> **出典**:

公図を取得すると、指定したあたりの位置関係が分かる図をもらうことができます。そのため、おおよその位置を把握してその周辺の公図を取得できれば問題ありません。公図を受け取ったら、実際の登記などをもとにして、自分の所有する不動産の位置関係を確かめましょう。
公図の種類
公図を取得する際は、地図証明書申請書の「地図・地図に準ずる図面」という欄にチェックをつけましょう。
「地図」は法14条地図、「地図に準ずる図面」は法17条地図のことをさしています。すでに触れたとおり、法14条地図と法17条地図を比べれば、法14条地図のほうが正確です。しかし、土地によっては、法14条地図がまだない場合があります。
そのため、地図証明書申請書では法14条地図と法17条地図を区別せず、「地図・地図に準ずる図面」としています。法14条地図がある場合は、自動的にそれが発行されるため、違いを気にする必要はありません。
より詳しい土地の状況について知りたいときは、別途地積測量図などを請求するのがよいです。
「証明書」の発行または「閲覧」のみ
地図証明書申請書には、「証明書」または「閲覧」という大きなチェック項目があります。「閲覧」にチェックを入れると、その場で見ることしかできなくなってしまいます。そのため、基本的には「証明書」にチェックを入れ、公的な書類として公図を発行してもらうほうがよいでしょう。
もちろん、書類自体を使用する目的がなく、不必要だという場合は、閲覧のみでも問題ありません。
公図のズレによるトラブルを回避するには
公図と実際の土地の状況にズレがあったとしても、基本的には問題はありません。公図はあくまでも土地の境目などを示すための資料であるため、ズレがある場合は実際の登記が正しいということになります。
とはいえ、公図と現況が異なる場合は近隣住人とのトラブルが生まれやすい状況となることは確かです。
不動産を売却する際に確認したことがきっかけでトラブルに発展してしまうと、そのトラブルがおさまるまでは不動産の売却をするのが困難になるでしょう。そのため、公図にズレがあった場合は、トラブルを未然に回避できるような対策を練る必要があります。
実測図を作成する
公図において、隣の土地のとの境界にズレがある場合は、隣の土地の所有者に立ち合いを依頼した上で、正確な土地の実測図を作成するとよいでしょう。法務省では、土地の筆界を特定する「筆界特定制度」を創設しています。

> **保存データ**:

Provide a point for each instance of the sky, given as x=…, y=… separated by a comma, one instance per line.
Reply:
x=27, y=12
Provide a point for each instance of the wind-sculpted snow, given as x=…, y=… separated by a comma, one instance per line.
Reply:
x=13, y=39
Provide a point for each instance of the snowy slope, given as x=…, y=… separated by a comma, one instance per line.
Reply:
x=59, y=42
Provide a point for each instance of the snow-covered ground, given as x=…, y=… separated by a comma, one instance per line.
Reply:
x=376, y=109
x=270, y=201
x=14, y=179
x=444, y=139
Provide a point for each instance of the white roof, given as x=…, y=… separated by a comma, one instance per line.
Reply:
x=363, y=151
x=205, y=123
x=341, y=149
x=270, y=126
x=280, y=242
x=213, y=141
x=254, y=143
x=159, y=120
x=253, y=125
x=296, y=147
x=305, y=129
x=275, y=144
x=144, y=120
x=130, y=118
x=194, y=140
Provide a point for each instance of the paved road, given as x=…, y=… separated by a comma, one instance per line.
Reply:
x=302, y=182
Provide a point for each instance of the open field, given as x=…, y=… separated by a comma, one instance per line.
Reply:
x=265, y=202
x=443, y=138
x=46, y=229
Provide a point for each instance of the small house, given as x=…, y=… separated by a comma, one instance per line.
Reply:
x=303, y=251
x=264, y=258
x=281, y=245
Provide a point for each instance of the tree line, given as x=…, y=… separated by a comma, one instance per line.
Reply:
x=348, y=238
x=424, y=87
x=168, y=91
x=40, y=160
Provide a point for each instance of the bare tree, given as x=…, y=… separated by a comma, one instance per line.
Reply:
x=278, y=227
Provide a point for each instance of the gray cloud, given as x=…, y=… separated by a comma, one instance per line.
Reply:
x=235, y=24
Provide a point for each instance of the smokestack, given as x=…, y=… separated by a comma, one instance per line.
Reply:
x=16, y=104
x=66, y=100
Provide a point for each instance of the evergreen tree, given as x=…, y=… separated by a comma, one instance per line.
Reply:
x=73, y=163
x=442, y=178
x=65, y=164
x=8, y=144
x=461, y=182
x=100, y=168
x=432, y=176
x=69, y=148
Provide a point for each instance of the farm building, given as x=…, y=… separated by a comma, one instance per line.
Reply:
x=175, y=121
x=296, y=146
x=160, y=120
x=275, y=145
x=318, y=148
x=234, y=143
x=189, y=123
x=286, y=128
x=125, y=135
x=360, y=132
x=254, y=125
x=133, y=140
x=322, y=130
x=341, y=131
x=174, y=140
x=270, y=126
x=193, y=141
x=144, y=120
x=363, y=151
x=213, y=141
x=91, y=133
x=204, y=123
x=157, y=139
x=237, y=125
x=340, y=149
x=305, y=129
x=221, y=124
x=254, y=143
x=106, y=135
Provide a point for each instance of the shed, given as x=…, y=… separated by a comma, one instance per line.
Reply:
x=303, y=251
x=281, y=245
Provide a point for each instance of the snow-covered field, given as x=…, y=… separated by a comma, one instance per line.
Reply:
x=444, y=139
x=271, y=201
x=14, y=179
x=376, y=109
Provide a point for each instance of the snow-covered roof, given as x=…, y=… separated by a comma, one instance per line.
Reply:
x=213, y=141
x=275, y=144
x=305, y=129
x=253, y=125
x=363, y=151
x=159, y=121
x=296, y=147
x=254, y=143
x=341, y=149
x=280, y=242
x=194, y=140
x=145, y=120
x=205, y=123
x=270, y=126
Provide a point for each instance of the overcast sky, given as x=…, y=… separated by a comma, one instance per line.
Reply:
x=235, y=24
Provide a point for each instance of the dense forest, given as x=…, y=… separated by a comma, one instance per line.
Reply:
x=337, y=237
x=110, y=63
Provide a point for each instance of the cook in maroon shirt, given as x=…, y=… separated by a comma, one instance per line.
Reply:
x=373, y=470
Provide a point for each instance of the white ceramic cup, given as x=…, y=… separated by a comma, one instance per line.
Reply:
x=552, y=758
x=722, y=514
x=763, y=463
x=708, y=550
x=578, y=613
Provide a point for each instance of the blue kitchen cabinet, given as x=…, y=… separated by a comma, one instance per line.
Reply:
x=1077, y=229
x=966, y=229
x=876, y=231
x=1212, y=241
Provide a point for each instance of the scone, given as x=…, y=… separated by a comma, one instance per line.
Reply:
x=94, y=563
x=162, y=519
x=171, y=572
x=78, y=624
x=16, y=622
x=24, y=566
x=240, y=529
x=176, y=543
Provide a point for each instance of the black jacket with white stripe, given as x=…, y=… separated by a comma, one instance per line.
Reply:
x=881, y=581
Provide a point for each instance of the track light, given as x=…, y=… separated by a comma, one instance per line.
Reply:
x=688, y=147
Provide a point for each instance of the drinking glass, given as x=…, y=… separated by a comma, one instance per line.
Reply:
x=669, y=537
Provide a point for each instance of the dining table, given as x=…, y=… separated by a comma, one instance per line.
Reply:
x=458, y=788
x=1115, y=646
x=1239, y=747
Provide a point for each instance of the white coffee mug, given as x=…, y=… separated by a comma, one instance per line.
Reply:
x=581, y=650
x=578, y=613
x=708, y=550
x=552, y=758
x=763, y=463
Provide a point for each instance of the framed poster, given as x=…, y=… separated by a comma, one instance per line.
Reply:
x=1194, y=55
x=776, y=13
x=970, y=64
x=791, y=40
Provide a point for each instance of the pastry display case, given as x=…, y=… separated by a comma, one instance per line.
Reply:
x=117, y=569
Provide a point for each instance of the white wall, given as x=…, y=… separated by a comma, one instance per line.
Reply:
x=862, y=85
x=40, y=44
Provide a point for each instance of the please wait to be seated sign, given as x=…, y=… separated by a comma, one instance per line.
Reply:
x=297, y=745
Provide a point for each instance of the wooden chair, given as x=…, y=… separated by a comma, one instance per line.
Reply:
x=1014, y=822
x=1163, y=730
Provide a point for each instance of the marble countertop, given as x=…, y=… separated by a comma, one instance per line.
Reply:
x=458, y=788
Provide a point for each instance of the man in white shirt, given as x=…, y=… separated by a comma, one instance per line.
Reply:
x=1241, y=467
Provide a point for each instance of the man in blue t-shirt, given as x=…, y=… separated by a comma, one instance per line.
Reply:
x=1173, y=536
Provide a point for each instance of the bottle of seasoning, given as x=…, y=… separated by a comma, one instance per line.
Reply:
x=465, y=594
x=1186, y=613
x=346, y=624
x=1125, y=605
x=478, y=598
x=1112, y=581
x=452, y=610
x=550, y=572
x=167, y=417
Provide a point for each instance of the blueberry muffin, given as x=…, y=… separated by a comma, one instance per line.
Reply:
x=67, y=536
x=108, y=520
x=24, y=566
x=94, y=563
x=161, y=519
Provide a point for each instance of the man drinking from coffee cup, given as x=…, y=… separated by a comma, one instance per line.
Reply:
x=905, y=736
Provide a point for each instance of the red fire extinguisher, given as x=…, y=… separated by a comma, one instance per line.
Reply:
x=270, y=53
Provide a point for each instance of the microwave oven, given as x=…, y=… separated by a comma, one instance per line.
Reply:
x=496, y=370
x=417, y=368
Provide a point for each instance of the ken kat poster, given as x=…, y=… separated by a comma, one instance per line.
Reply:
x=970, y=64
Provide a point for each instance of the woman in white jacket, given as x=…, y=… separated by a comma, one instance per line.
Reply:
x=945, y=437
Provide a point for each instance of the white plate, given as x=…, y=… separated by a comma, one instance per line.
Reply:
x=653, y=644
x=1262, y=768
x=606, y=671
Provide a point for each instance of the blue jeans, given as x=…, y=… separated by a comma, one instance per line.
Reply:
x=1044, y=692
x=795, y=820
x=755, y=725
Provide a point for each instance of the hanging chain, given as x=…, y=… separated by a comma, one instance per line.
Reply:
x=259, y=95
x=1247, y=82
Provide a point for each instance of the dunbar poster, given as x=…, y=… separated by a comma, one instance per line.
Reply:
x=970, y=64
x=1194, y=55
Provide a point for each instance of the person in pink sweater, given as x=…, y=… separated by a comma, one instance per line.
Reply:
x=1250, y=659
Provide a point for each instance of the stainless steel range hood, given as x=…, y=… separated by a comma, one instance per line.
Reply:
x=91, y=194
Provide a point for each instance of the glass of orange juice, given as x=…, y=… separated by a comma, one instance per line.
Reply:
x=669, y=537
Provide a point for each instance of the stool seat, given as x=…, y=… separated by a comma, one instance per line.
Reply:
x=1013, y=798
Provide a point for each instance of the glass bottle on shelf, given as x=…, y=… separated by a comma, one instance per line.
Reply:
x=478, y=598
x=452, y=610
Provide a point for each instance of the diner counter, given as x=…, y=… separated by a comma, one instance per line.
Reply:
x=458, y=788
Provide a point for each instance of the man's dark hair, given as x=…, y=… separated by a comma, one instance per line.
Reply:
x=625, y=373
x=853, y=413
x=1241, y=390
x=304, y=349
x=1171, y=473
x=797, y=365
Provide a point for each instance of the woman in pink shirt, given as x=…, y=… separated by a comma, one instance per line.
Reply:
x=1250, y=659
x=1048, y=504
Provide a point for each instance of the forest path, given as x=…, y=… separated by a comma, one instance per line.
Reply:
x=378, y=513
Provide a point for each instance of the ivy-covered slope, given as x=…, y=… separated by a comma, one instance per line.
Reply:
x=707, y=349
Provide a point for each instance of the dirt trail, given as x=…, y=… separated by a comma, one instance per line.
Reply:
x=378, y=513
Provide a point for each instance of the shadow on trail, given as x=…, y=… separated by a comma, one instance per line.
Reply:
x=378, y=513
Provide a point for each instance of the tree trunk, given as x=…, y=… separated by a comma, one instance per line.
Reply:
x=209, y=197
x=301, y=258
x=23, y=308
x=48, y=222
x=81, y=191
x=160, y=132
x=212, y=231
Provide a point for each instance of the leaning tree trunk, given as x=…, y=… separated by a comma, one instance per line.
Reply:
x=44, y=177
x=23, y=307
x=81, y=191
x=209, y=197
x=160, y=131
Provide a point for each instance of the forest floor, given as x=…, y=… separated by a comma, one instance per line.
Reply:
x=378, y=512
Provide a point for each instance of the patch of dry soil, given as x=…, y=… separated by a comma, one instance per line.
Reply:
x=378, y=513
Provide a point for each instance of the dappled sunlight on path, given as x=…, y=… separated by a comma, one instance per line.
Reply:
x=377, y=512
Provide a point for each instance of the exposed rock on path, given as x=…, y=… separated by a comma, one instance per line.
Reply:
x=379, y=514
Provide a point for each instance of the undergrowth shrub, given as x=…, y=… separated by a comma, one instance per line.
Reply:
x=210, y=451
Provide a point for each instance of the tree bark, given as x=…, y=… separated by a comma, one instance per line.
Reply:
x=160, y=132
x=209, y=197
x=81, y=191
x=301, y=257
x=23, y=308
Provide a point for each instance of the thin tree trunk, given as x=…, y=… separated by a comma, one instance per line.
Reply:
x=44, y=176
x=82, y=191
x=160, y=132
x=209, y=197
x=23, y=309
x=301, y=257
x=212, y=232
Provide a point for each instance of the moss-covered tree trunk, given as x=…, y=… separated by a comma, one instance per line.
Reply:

> **設問**:
a) 出典によれば、地図証明書申請書で「閲覧」にチェックを入れるとどうなるかを答えてください。
b) 次の(i)〜(iii)が出典の内容と合うかどうかを、それぞれ「はい」か「いいえ」で答え、判断の根拠となる出典の語句をそのまま引用してください。(i) 地図証明書申請書では、法14条地図と法17条地図を区別して申請する。(ii) 公図と現況にズレがある場合は、実際の登記が正しいということになる。(iii) 「筆界特定制度」は法務省が創設した。

> **解答**:
a) その場で見ることしかできなくなります。

b)
(i) いいえ。「地図証明書申請書では法14条地図と法17条地図を区別せず」
(ii) はい。「ズレがある場合は実際の登記が正しいということになります」
(iii) はい。「法務省では、土地の筆界を特定する「筆界特定制度」を創設しています」